● **O que se pede**: Extraia, sem alterações, o trecho do texto sobre o Estado e os canais privados de televisão que começa em "Confesso que nem" e segue até "exerce no mercado.".

A relação do Estado com os canais privados e o serviço público
Esta semana, num debate que decorreu no Congresso das Comunicações, representantes dos três operadores privados de televisão (SIC, TVI e Medialivre) defenderam o fim ou a redução da publicidade nos canais da RTP. Em resposta, Nicolau Santos, presidente da RTP, defendeu manter a publicidade e sugeriu que os poderes públicos apoiassem financeiramente os operadores privados, subsidiando o seu funcionamento.
Confesso que nem queria crer no que estava a ler quando vi esta notícia. De um lado os operadores privados pediam que a RTP não concorresse no mercado publicitário, do outro lado o responsável do serviço público defendia que o Estado devia subsidiar os privados como forma de atenuar a concorrência que a RTP exerce no mercado.

● **Excertos da listagem**:
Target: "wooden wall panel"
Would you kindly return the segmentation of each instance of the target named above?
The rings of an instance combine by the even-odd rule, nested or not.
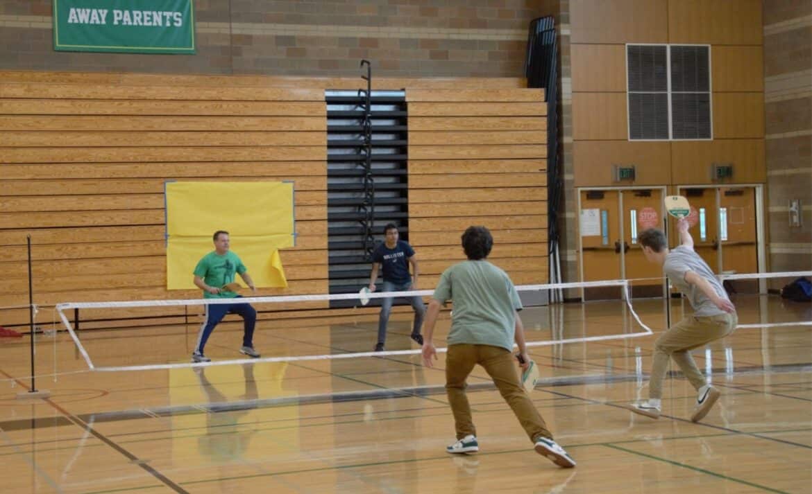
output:
[[[0,72],[0,268],[8,275],[0,322],[28,320],[26,308],[2,308],[28,301],[28,234],[41,306],[199,298],[165,287],[167,180],[293,181],[296,246],[280,253],[290,286],[260,294],[326,293],[324,89],[356,88],[356,79]],[[519,79],[376,86],[412,96],[411,233],[426,260],[425,286],[461,260],[460,234],[473,223],[492,226],[493,259],[514,281],[546,281],[542,92]],[[261,319],[291,317],[270,307],[258,307]],[[327,307],[273,308],[349,314]],[[84,311],[82,320],[85,329],[183,324],[198,311]],[[102,320],[110,317],[140,319]],[[37,322],[52,319],[43,310]]]
[[[613,140],[628,139],[628,112],[624,92],[572,94],[572,139]]]
[[[406,98],[409,242],[423,260],[421,286],[432,286],[464,259],[460,237],[472,225],[491,230],[491,260],[515,283],[545,282],[546,132],[538,123],[546,107],[541,92],[407,89]],[[436,116],[419,116],[430,110]],[[423,119],[417,126],[413,115]],[[474,120],[476,131],[469,131]]]
[[[576,187],[663,185],[671,180],[668,142],[575,141],[572,149]],[[614,164],[634,165],[636,180],[612,183]]]
[[[714,92],[714,139],[763,139],[764,93]]]
[[[625,45],[572,45],[570,54],[573,93],[626,92]]]
[[[715,92],[764,91],[762,46],[710,47],[711,84]]]
[[[758,45],[763,41],[761,0],[668,2],[668,42]]]
[[[763,140],[719,140],[673,143],[672,183],[710,183],[710,169],[715,162],[733,165],[733,178],[729,183],[761,183],[767,180]]]
[[[573,44],[665,43],[668,32],[667,0],[571,0]]]

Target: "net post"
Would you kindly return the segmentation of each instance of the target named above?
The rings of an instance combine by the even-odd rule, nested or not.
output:
[[[28,324],[30,330],[29,348],[31,358],[31,389],[27,393],[19,393],[18,398],[46,398],[50,396],[49,391],[37,390],[37,373],[34,372],[34,338],[36,337],[36,329],[34,327],[34,290],[33,277],[31,273],[31,234],[26,235],[26,244],[28,247]]]
[[[663,281],[665,288],[665,327],[671,328],[671,288],[668,286],[668,278]]]

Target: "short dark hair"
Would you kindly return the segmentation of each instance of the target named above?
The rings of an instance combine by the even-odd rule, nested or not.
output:
[[[649,228],[640,232],[637,235],[637,242],[643,247],[650,247],[654,252],[662,252],[663,249],[668,245],[665,239],[665,234],[662,230]]]
[[[485,259],[493,247],[494,238],[484,226],[469,226],[462,234],[462,248],[470,260]]]

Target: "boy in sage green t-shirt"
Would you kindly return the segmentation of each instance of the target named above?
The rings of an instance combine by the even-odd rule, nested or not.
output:
[[[466,380],[477,363],[494,380],[502,397],[510,405],[525,428],[535,450],[559,466],[575,466],[552,434],[516,372],[513,342],[519,346],[522,367],[530,362],[525,342],[525,330],[519,317],[519,294],[510,277],[486,260],[494,239],[484,226],[470,226],[462,235],[468,260],[443,272],[429,303],[424,332],[423,363],[434,367],[437,350],[432,342],[434,324],[440,307],[448,300],[454,303],[454,316],[448,333],[446,358],[446,392],[454,415],[457,441],[447,448],[451,453],[479,451],[477,431],[471,418],[471,406],[465,394]]]

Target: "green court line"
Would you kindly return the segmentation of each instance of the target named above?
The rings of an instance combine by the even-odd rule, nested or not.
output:
[[[810,429],[799,429],[798,431],[806,432],[806,431],[809,431],[809,430]],[[788,431],[787,431],[787,432],[788,432]],[[719,433],[719,434],[704,434],[704,435],[690,436],[681,436],[663,437],[663,438],[662,438],[662,440],[683,440],[683,439],[702,439],[702,438],[707,438],[707,437],[719,437],[719,436],[735,436],[735,435],[736,434],[732,433],[732,432],[726,432],[726,433]],[[649,454],[646,454],[646,453],[639,453],[639,452],[634,451],[633,449],[627,449],[625,448],[621,448],[621,447],[616,445],[618,444],[629,444],[629,443],[639,443],[639,442],[647,442],[647,440],[645,440],[645,439],[635,439],[635,440],[624,440],[624,441],[613,441],[612,443],[606,443],[606,442],[585,443],[585,444],[581,444],[581,445],[564,445],[564,446],[566,446],[566,448],[568,449],[576,449],[576,448],[594,447],[594,446],[605,446],[605,447],[608,447],[608,448],[612,448],[612,449],[618,449],[618,450],[620,450],[620,451],[624,451],[624,452],[627,452],[627,453],[631,453],[633,454],[637,454],[637,455],[643,456],[643,457],[649,457],[649,458],[651,458],[651,459],[654,459],[654,460],[658,460],[658,461],[660,461],[660,462],[667,462],[667,463],[671,463],[671,464],[677,466],[683,466],[683,467],[688,468],[689,470],[696,470],[696,471],[705,473],[705,474],[707,474],[707,475],[713,475],[713,476],[715,476],[715,477],[724,479],[726,480],[731,480],[732,482],[737,482],[737,483],[743,483],[743,484],[745,484],[745,485],[748,485],[748,486],[750,486],[750,487],[754,487],[754,488],[763,489],[763,490],[766,490],[766,491],[768,491],[768,492],[776,492],[777,494],[790,494],[789,492],[785,492],[784,491],[780,491],[778,489],[773,489],[771,488],[767,488],[767,487],[762,486],[762,485],[759,485],[759,484],[757,484],[757,483],[753,483],[748,482],[746,480],[742,480],[741,479],[735,479],[735,478],[732,478],[732,477],[728,477],[728,476],[725,476],[725,475],[723,475],[721,474],[718,474],[716,472],[713,472],[713,471],[710,471],[710,470],[704,470],[704,469],[695,467],[695,466],[691,466],[690,465],[686,465],[685,463],[680,463],[679,462],[674,462],[674,461],[671,461],[671,460],[667,460],[665,458],[661,458],[661,457],[659,457],[649,455]],[[521,449],[506,449],[506,450],[503,450],[503,451],[494,451],[494,452],[491,452],[491,453],[482,453],[482,452],[480,452],[479,453],[477,453],[477,456],[479,456],[479,457],[483,457],[483,456],[495,456],[495,455],[500,455],[500,454],[512,454],[512,453],[529,453],[530,451],[531,451],[530,449],[528,447],[528,448],[523,448]],[[448,456],[427,457],[424,457],[424,458],[409,458],[409,459],[406,459],[406,460],[392,460],[392,461],[389,461],[389,462],[370,462],[370,463],[357,463],[357,464],[352,464],[352,465],[337,465],[337,466],[322,466],[322,467],[318,467],[318,468],[309,468],[309,469],[302,469],[302,470],[283,470],[283,471],[279,471],[279,472],[269,472],[269,473],[266,473],[266,474],[256,474],[256,475],[239,475],[239,476],[235,476],[235,477],[220,477],[220,478],[217,478],[217,479],[205,479],[205,480],[191,480],[191,481],[188,481],[188,482],[179,482],[179,483],[180,485],[192,485],[192,484],[198,484],[198,483],[210,483],[210,482],[221,482],[221,481],[229,481],[229,480],[238,480],[238,479],[257,479],[257,478],[261,478],[261,477],[275,477],[275,476],[279,476],[279,475],[288,475],[303,474],[303,473],[313,473],[313,472],[318,472],[318,471],[330,471],[330,470],[348,470],[348,469],[353,469],[353,468],[365,468],[365,467],[368,467],[368,466],[382,466],[382,465],[396,465],[396,464],[404,464],[404,463],[414,463],[414,462],[434,462],[434,461],[438,461],[438,460],[445,460],[445,459],[447,459],[448,457],[449,457]],[[94,491],[93,492],[87,492],[86,494],[109,494],[109,493],[111,493],[111,492],[127,492],[127,491],[136,491],[136,490],[140,490],[140,489],[154,488],[158,488],[158,487],[163,487],[163,486],[160,486],[160,485],[149,485],[149,486],[134,487],[134,488],[123,488],[123,489],[112,489],[112,490],[106,490],[106,491]]]
[[[630,453],[632,454],[636,454],[637,456],[641,456],[641,457],[646,457],[646,458],[649,458],[649,459],[656,460],[658,462],[662,462],[663,463],[669,463],[669,464],[674,465],[676,466],[681,466],[683,468],[687,468],[688,470],[693,470],[693,471],[698,471],[698,472],[700,472],[700,473],[702,473],[702,474],[706,474],[706,475],[712,475],[714,477],[718,477],[719,479],[723,479],[724,480],[729,480],[731,482],[736,482],[738,483],[743,483],[743,484],[749,486],[751,488],[758,488],[758,489],[767,491],[769,492],[776,492],[777,494],[790,494],[790,492],[787,492],[785,491],[780,491],[779,489],[774,489],[772,488],[768,488],[767,486],[763,486],[763,485],[761,485],[761,484],[758,484],[758,483],[754,483],[753,482],[749,482],[747,480],[742,480],[741,479],[736,479],[735,477],[728,477],[728,475],[722,475],[722,474],[719,474],[719,473],[717,473],[717,472],[715,472],[715,471],[711,471],[710,470],[706,470],[704,468],[699,468],[698,466],[693,466],[691,465],[688,465],[686,463],[682,463],[680,462],[675,462],[674,460],[668,460],[668,459],[666,459],[666,458],[661,458],[659,457],[656,457],[656,456],[654,456],[652,454],[648,454],[648,453],[641,453],[639,451],[635,451],[633,449],[628,449],[626,448],[621,448],[620,446],[616,446],[616,445],[613,445],[611,443],[606,443],[603,445],[606,446],[607,448],[611,448],[612,449],[617,449],[619,451],[623,451],[624,453]]]
[[[346,379],[347,380],[352,380],[353,382],[356,382],[356,383],[359,383],[359,384],[366,384],[367,386],[372,386],[374,388],[378,388],[378,389],[391,389],[392,391],[397,391],[397,388],[389,388],[388,386],[382,386],[381,384],[376,384],[375,383],[369,383],[369,382],[366,382],[365,380],[361,380],[360,379],[355,379],[355,378],[352,378],[352,377],[343,376],[342,374],[337,374],[335,372],[330,372],[329,371],[320,371],[318,369],[314,369],[313,367],[307,367],[305,365],[302,365],[300,363],[291,363],[291,365],[295,365],[296,367],[301,367],[303,369],[307,369],[308,371],[313,371],[313,372],[320,372],[322,374],[326,374],[327,376],[335,376],[336,377],[340,377],[341,379]],[[445,402],[442,402],[440,400],[435,400],[434,398],[430,398],[427,396],[421,396],[419,394],[416,394],[416,393],[403,393],[403,392],[401,392],[400,393],[400,397],[415,397],[415,398],[422,398],[424,400],[427,400],[429,402],[433,402],[434,403],[442,403],[443,405],[446,405],[446,406],[448,405],[448,403],[447,403]],[[472,411],[476,411],[473,408],[471,410],[472,410]]]

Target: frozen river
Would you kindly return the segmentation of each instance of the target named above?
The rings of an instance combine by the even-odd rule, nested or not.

● **Resposta final**:
Confesso que nem queria crer no que estava a ler quando vi esta notícia. De um lado os operadores privados pediam que a RTP não concorresse no mercado publicitário, do outro lado o responsável do serviço público defendia que o Estado devia subsidiar os privados como forma de atenuar a concorrência que a RTP exerce no mercado.